● Deine Aufgabe
Gib bitte den Teil des Materials erneut wieder, der mit der Zeile beginnt, die "Where can the basketball hoop" enthält, und bis zum Ende des Materials reicht. Benenne dabei "flowering bush" überall in "blooming shrub" um und lass alles andere unverändert.

------

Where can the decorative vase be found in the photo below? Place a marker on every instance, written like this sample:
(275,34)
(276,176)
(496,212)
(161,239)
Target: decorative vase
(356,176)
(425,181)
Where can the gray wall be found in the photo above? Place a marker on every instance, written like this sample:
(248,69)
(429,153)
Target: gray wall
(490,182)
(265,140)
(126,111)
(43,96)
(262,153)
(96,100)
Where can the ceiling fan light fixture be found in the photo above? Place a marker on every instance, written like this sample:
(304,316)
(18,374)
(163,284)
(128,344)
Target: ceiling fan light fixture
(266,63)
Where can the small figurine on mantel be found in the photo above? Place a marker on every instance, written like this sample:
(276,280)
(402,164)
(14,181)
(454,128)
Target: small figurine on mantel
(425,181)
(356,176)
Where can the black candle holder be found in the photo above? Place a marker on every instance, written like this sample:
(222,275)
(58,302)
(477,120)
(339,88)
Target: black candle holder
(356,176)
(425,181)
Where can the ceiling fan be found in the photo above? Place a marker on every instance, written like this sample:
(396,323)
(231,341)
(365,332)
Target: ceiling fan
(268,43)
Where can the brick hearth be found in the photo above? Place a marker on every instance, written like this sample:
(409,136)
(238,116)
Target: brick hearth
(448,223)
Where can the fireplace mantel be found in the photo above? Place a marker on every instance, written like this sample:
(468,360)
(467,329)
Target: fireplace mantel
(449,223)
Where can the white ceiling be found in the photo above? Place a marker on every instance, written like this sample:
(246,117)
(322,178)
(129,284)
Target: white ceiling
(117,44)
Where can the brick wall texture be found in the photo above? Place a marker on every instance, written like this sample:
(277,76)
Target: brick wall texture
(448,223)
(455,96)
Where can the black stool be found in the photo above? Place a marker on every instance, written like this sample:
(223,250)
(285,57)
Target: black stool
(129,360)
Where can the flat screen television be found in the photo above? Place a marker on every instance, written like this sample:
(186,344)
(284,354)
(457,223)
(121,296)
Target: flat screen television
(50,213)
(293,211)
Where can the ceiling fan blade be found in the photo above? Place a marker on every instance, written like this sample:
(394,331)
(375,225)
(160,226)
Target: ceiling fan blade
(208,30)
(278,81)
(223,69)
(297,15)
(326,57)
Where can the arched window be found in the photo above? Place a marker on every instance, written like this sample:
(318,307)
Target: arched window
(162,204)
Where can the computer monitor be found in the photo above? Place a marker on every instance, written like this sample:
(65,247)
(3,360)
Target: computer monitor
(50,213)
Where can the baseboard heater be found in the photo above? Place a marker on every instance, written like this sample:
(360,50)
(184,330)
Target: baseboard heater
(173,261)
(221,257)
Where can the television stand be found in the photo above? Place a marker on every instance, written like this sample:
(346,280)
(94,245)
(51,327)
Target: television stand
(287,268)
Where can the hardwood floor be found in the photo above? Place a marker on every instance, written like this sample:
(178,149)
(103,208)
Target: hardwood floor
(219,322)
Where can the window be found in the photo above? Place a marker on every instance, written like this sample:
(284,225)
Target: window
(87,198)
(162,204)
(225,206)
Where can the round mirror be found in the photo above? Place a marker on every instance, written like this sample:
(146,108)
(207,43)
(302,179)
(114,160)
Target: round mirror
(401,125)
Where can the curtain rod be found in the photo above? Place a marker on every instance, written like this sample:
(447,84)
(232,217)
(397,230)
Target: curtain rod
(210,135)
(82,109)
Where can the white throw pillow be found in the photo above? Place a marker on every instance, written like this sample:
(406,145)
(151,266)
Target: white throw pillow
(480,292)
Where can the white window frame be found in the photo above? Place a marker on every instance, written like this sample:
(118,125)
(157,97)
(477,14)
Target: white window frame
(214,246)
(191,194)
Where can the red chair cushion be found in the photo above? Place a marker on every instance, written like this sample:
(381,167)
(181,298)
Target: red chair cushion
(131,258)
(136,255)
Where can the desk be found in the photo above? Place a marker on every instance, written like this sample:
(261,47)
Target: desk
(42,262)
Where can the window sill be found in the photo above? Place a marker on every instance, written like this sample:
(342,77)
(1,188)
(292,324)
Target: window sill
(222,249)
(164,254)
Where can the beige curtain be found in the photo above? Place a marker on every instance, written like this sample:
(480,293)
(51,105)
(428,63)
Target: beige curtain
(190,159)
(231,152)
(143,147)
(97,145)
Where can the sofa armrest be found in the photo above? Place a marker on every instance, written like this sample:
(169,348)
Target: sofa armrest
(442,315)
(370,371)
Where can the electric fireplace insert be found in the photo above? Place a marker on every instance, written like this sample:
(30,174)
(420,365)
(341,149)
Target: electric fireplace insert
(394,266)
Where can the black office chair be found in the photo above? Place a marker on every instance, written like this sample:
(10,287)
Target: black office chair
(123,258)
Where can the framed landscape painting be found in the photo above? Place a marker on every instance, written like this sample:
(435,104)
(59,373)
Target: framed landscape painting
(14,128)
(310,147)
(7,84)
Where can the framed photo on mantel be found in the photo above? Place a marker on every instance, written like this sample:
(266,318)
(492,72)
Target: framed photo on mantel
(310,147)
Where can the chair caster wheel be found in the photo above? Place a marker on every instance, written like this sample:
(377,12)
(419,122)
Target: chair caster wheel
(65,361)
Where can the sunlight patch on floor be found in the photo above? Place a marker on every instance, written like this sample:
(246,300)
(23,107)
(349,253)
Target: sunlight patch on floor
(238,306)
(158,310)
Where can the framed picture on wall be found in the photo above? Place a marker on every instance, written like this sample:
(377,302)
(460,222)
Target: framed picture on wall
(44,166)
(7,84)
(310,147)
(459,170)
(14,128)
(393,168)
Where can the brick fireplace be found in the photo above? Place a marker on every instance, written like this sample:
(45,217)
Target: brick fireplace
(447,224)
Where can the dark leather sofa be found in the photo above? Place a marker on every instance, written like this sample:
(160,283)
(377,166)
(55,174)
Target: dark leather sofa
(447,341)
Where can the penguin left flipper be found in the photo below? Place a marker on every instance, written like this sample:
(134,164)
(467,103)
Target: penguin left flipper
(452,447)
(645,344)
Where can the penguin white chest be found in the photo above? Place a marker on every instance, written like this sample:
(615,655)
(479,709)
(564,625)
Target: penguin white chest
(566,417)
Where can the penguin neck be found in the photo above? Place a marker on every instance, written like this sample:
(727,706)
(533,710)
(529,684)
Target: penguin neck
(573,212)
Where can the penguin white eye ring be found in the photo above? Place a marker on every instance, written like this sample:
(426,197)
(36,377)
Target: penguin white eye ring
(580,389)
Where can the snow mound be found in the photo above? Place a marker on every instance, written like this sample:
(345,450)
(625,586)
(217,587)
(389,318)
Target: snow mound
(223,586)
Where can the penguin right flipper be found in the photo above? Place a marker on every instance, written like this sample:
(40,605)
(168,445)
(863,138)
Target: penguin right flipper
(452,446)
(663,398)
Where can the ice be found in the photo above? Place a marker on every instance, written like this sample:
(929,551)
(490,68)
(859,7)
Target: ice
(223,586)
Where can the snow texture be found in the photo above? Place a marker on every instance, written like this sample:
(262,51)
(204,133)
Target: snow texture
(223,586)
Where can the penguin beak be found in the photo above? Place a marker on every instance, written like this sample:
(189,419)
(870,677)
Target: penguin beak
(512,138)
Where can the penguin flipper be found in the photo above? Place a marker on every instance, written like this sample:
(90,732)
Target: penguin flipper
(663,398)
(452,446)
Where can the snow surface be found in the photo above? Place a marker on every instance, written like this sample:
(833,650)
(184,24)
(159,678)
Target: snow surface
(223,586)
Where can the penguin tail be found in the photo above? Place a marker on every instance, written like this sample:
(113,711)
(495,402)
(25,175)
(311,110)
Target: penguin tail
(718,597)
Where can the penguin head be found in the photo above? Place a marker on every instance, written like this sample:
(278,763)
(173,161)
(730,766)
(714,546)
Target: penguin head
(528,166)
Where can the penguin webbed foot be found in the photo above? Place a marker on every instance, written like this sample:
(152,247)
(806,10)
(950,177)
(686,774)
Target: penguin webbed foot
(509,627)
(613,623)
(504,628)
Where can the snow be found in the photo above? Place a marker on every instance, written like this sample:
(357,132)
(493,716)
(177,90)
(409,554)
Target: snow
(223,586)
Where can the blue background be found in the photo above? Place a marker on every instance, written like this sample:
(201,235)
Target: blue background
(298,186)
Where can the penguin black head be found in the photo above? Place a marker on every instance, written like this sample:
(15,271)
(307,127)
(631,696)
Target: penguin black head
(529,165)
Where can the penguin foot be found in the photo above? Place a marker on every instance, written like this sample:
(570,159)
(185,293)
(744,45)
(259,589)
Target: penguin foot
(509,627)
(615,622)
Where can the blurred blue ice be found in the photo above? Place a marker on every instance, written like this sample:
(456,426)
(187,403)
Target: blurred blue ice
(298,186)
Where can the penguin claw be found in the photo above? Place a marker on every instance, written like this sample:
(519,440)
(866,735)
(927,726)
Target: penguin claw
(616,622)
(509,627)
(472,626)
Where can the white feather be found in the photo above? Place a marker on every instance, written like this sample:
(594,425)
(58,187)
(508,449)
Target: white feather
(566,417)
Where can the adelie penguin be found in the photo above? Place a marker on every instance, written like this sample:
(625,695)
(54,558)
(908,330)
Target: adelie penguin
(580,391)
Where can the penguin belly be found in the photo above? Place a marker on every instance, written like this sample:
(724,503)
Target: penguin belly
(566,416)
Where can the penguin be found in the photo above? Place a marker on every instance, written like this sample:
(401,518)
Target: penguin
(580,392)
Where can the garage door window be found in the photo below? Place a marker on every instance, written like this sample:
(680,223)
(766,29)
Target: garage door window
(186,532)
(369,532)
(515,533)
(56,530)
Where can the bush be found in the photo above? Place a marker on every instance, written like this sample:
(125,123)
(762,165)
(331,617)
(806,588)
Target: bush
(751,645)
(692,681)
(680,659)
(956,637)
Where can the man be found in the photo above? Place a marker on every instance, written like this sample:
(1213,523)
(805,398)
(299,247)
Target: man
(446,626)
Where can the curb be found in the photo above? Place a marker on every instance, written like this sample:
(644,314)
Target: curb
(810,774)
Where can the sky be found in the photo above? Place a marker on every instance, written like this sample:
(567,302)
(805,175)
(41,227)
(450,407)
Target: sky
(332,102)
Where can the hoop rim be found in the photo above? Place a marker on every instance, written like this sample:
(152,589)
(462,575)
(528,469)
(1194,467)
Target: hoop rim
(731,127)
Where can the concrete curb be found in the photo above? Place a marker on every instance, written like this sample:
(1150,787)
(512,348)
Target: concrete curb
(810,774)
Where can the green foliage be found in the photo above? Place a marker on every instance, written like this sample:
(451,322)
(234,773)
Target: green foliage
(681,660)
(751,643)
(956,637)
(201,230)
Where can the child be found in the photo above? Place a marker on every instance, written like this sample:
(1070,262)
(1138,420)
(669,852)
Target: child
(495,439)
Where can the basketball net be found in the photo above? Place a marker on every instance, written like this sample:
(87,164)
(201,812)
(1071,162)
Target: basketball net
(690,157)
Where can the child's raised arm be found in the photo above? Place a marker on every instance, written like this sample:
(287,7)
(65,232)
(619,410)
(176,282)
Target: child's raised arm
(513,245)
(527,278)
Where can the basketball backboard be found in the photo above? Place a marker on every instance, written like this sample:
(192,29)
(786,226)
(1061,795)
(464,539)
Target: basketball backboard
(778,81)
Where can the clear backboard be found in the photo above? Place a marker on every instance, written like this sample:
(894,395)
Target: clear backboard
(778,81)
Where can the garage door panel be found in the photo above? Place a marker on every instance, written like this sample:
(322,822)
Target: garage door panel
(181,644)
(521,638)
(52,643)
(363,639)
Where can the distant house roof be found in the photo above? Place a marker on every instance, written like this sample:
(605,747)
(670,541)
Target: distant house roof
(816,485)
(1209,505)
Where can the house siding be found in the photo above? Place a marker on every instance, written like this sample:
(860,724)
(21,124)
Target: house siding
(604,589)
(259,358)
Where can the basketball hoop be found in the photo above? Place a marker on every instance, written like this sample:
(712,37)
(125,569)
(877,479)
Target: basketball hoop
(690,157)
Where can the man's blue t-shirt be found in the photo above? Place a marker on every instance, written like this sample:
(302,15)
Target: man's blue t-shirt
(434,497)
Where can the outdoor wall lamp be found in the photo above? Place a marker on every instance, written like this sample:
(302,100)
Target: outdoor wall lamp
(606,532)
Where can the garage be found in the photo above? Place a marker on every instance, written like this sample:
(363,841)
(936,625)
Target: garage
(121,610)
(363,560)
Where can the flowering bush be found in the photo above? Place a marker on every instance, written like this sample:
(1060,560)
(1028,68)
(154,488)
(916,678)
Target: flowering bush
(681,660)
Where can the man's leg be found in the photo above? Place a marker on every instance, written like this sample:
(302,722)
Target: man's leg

------

● Ergebnis der Übung
Where can the basketball hoop be found in the photo above? Place a marker on every instance, written like this sample:
(712,37)
(125,569)
(877,479)
Target: basketball hoop
(690,157)
Where can the man's blue t-shirt be found in the photo above? Place a marker on every instance, written like this sample:
(302,15)
Target: man's blue t-shirt
(434,497)
Where can the outdoor wall lamp be found in the photo above? Place a marker on every instance, written like this sample:
(302,100)
Target: outdoor wall lamp
(606,532)
Where can the garage be found in the photo above? Place a marker on every instance, written like this sample:
(363,841)
(936,625)
Target: garage
(121,610)
(363,560)
Where can the blooming shrub be found in the photo above? Place a marker on every instance, written like this sample:
(1060,560)
(1028,68)
(154,488)
(916,678)
Target: blooming shrub
(681,660)
Where can the man's leg be found in the photo above? Place a marker on every instance, written like this sample:
(302,722)
Target: man's leg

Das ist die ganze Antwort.